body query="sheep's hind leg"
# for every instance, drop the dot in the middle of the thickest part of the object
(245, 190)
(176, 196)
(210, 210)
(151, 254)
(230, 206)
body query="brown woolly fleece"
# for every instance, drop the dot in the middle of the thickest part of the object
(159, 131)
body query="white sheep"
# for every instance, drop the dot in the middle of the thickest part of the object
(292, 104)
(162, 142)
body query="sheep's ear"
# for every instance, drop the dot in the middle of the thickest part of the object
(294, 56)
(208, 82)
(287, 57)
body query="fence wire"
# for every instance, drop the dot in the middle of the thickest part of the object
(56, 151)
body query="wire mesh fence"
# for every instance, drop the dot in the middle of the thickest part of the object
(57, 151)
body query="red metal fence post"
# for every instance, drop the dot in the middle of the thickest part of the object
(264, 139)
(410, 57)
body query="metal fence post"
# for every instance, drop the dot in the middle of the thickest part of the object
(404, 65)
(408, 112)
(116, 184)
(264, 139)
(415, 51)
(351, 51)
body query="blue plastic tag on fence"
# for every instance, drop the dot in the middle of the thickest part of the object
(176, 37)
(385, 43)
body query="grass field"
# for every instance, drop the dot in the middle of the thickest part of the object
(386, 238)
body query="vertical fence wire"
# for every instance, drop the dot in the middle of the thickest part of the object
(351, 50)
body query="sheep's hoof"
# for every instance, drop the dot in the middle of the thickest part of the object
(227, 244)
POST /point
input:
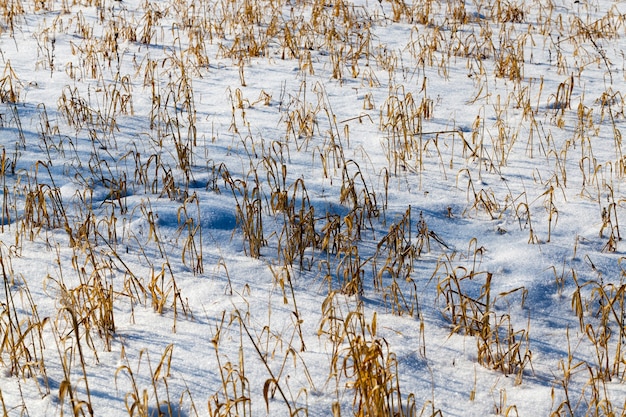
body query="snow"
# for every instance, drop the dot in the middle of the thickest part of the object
(140, 174)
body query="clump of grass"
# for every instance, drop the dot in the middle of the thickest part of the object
(363, 362)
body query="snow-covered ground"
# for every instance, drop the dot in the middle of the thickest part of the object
(257, 207)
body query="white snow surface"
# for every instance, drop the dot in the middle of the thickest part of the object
(510, 179)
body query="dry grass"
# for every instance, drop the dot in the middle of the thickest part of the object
(352, 248)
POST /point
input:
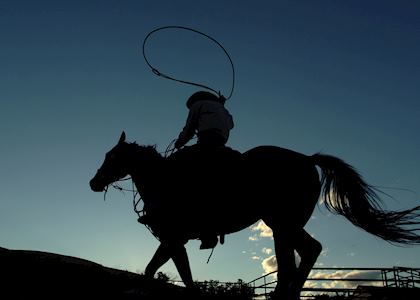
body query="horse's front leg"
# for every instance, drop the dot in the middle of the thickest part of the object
(161, 257)
(178, 253)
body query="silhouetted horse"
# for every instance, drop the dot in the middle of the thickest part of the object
(190, 196)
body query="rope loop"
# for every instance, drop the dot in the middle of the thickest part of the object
(158, 73)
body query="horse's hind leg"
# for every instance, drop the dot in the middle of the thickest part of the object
(308, 249)
(178, 253)
(284, 247)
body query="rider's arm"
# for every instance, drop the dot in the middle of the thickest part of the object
(190, 127)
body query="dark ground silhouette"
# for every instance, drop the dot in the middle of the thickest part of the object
(41, 275)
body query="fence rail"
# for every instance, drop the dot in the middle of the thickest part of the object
(343, 281)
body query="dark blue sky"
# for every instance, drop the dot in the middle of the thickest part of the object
(340, 77)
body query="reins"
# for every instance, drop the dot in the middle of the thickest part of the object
(136, 199)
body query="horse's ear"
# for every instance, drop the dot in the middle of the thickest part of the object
(122, 138)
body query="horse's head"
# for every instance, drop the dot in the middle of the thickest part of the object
(114, 167)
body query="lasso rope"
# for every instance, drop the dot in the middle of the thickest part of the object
(158, 73)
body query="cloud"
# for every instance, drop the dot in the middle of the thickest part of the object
(262, 230)
(269, 264)
(253, 238)
(267, 251)
(343, 274)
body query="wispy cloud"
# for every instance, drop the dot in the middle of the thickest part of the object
(267, 250)
(262, 230)
(269, 264)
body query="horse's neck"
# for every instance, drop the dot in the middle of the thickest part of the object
(146, 176)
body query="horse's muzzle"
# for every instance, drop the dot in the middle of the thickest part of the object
(95, 185)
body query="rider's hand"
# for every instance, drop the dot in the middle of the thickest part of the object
(178, 144)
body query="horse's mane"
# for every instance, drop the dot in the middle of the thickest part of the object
(147, 150)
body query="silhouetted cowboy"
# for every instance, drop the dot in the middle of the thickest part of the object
(211, 122)
(208, 118)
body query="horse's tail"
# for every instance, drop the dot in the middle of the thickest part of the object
(346, 193)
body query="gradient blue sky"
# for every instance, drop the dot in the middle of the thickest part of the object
(341, 77)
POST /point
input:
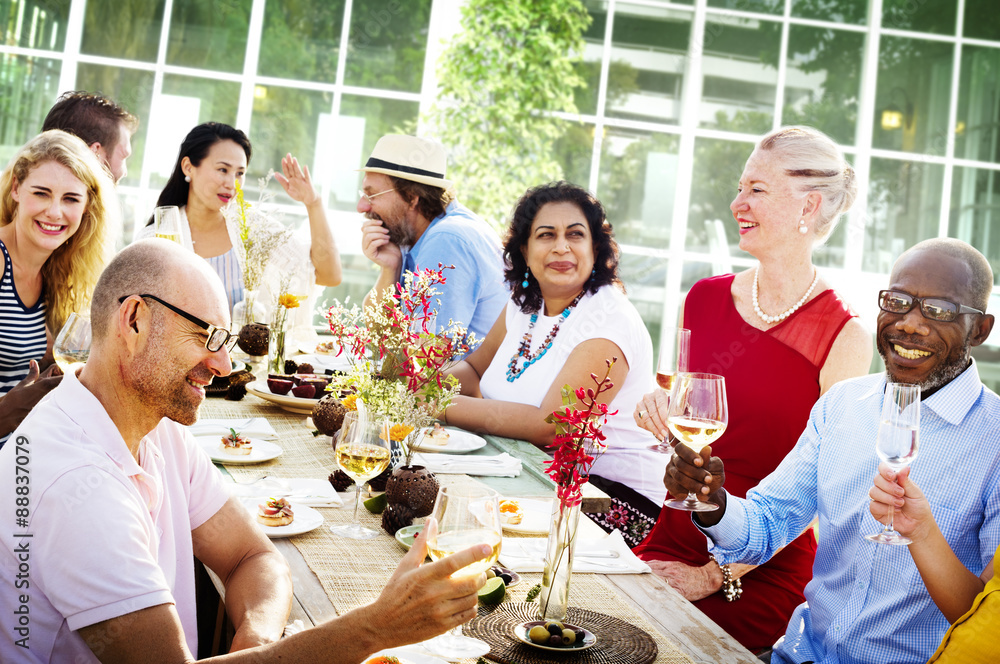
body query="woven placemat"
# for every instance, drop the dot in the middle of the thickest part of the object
(618, 642)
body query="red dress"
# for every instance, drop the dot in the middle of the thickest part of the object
(772, 382)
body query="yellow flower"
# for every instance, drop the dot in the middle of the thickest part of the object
(289, 301)
(399, 432)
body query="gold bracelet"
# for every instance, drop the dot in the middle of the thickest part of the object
(732, 589)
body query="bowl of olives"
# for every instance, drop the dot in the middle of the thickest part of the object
(554, 635)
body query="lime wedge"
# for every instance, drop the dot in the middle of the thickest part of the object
(493, 592)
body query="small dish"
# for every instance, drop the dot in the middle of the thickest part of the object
(521, 634)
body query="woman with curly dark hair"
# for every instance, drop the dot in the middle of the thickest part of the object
(568, 314)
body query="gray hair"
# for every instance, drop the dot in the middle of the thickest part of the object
(815, 163)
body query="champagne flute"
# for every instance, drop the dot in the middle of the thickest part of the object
(466, 516)
(167, 219)
(72, 345)
(675, 354)
(362, 451)
(698, 416)
(896, 444)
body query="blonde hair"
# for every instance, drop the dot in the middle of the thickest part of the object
(71, 272)
(814, 163)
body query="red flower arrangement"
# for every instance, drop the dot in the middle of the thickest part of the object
(579, 440)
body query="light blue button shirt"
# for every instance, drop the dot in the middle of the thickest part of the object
(866, 602)
(474, 293)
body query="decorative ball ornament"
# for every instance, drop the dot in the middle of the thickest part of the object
(788, 312)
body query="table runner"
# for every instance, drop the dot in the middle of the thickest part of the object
(354, 572)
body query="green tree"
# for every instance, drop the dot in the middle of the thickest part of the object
(501, 77)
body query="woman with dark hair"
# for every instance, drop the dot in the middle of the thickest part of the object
(567, 315)
(212, 158)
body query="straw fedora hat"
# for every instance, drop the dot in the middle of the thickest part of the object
(410, 158)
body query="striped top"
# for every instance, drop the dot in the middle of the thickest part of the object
(22, 329)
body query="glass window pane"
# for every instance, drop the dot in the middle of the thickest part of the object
(975, 211)
(711, 227)
(210, 34)
(935, 16)
(978, 131)
(301, 40)
(119, 29)
(34, 23)
(28, 88)
(740, 74)
(982, 21)
(362, 121)
(387, 44)
(288, 120)
(638, 171)
(838, 11)
(904, 205)
(823, 80)
(911, 102)
(648, 56)
(131, 89)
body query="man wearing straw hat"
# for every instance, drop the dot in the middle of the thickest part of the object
(413, 221)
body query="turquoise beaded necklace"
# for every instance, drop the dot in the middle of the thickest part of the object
(524, 350)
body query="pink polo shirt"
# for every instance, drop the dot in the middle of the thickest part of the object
(108, 536)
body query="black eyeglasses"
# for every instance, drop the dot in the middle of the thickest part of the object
(217, 336)
(932, 308)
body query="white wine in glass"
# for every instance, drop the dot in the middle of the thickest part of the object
(362, 451)
(674, 358)
(698, 416)
(897, 442)
(466, 516)
(72, 345)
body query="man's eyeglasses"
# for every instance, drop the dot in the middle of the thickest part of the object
(932, 308)
(362, 194)
(217, 336)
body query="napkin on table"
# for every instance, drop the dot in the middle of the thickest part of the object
(500, 465)
(314, 493)
(257, 427)
(596, 556)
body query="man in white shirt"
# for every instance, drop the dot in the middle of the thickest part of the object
(116, 498)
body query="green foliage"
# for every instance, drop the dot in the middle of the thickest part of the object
(500, 78)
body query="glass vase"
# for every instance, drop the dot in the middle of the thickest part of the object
(553, 600)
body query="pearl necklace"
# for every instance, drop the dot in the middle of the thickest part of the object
(524, 349)
(788, 312)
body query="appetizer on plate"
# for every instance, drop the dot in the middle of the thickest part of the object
(511, 512)
(275, 512)
(235, 444)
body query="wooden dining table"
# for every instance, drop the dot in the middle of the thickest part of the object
(333, 575)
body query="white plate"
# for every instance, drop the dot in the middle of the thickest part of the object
(263, 450)
(537, 517)
(306, 519)
(287, 402)
(459, 442)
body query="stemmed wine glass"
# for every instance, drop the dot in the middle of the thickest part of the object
(362, 451)
(466, 516)
(674, 357)
(698, 416)
(72, 345)
(896, 445)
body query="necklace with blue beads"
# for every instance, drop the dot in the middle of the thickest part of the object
(524, 350)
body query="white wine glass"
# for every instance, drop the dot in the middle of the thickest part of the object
(362, 451)
(466, 516)
(698, 416)
(167, 220)
(675, 356)
(897, 442)
(72, 345)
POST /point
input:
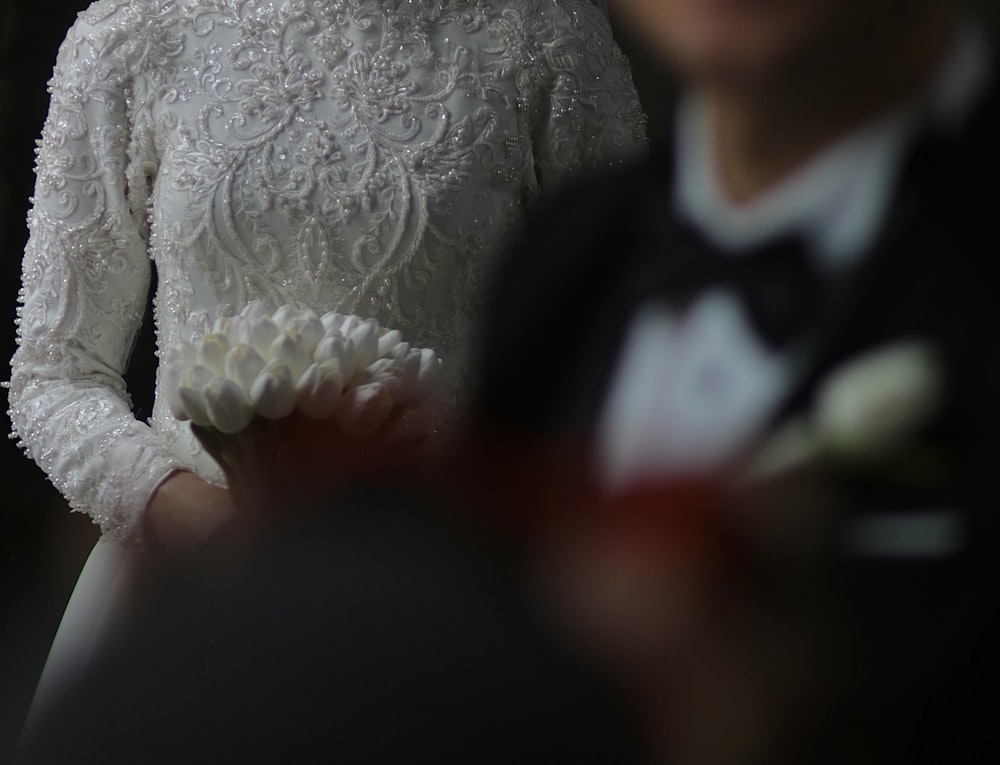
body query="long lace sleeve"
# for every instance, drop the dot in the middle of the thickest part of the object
(85, 278)
(590, 114)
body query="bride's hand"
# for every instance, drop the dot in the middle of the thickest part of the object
(185, 513)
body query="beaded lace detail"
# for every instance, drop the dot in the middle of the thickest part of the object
(361, 156)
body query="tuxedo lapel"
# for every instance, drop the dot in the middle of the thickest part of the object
(924, 268)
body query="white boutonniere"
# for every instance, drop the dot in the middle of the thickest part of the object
(866, 413)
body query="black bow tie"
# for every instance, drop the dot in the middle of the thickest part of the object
(778, 285)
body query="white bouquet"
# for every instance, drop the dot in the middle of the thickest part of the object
(286, 401)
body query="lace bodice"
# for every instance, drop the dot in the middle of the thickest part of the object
(363, 156)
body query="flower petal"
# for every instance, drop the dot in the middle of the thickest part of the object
(290, 351)
(365, 338)
(212, 352)
(389, 341)
(319, 390)
(272, 394)
(362, 409)
(262, 333)
(227, 405)
(877, 401)
(193, 402)
(243, 364)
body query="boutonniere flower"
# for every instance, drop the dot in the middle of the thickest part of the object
(293, 394)
(865, 413)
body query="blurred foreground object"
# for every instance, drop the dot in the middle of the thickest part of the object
(795, 288)
(382, 633)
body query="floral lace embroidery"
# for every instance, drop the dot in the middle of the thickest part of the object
(363, 156)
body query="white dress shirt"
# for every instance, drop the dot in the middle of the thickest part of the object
(692, 388)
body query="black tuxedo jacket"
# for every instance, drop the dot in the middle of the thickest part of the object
(564, 298)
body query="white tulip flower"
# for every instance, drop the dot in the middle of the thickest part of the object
(270, 363)
(212, 352)
(288, 349)
(318, 390)
(227, 406)
(273, 392)
(362, 409)
(243, 364)
(261, 334)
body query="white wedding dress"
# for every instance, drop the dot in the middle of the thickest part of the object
(363, 156)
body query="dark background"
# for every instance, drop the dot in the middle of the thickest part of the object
(42, 545)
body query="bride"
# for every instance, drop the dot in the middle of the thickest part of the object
(362, 156)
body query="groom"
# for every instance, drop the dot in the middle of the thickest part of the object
(824, 201)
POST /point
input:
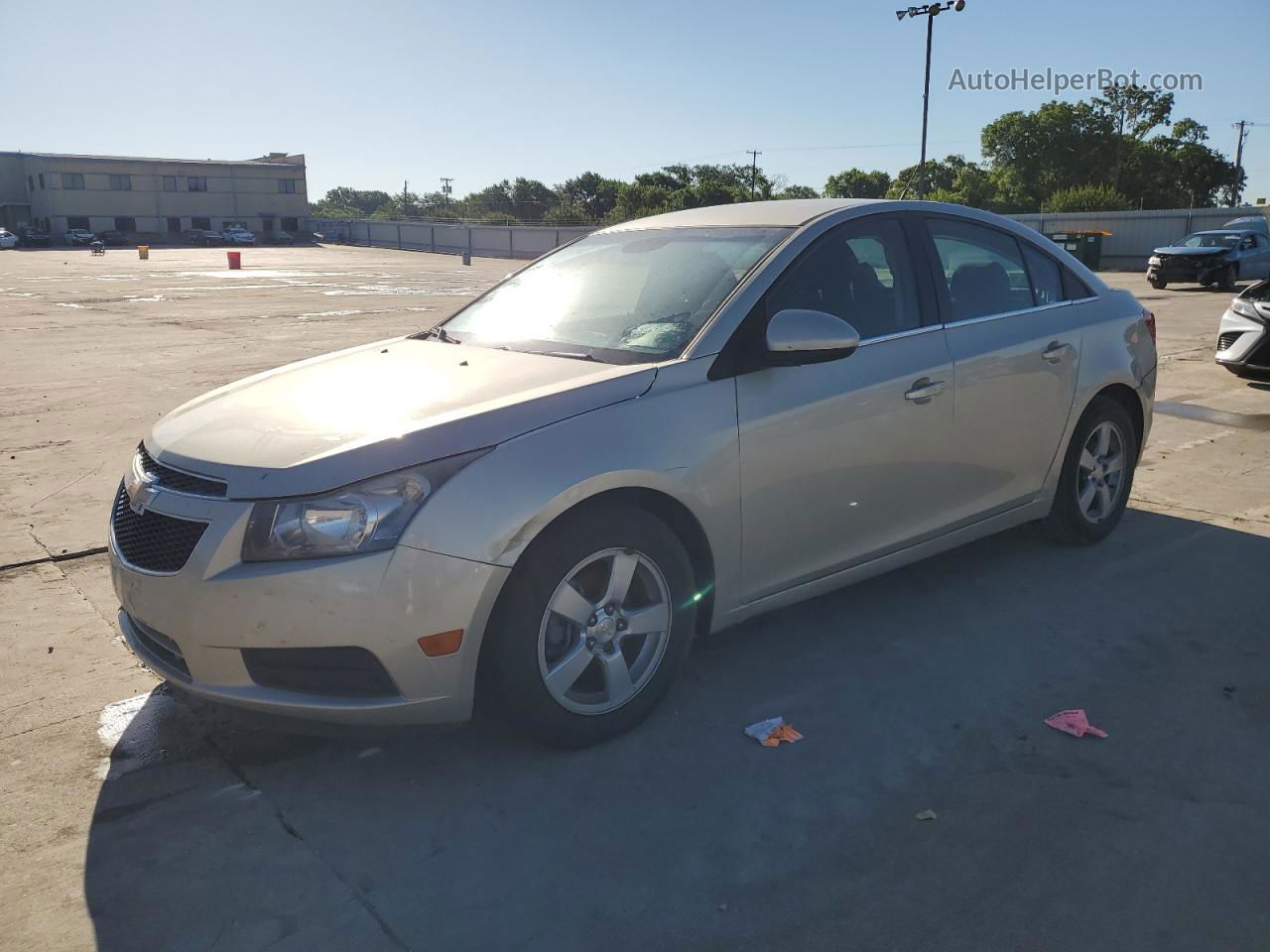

WHAT THIS TASK INVOLVES: Copy out every line of the records above that contains the string "beaded".

RESPONSE TO THE EXERCISE:
body query="turquoise beaded necklace"
body query="beaded lace detail"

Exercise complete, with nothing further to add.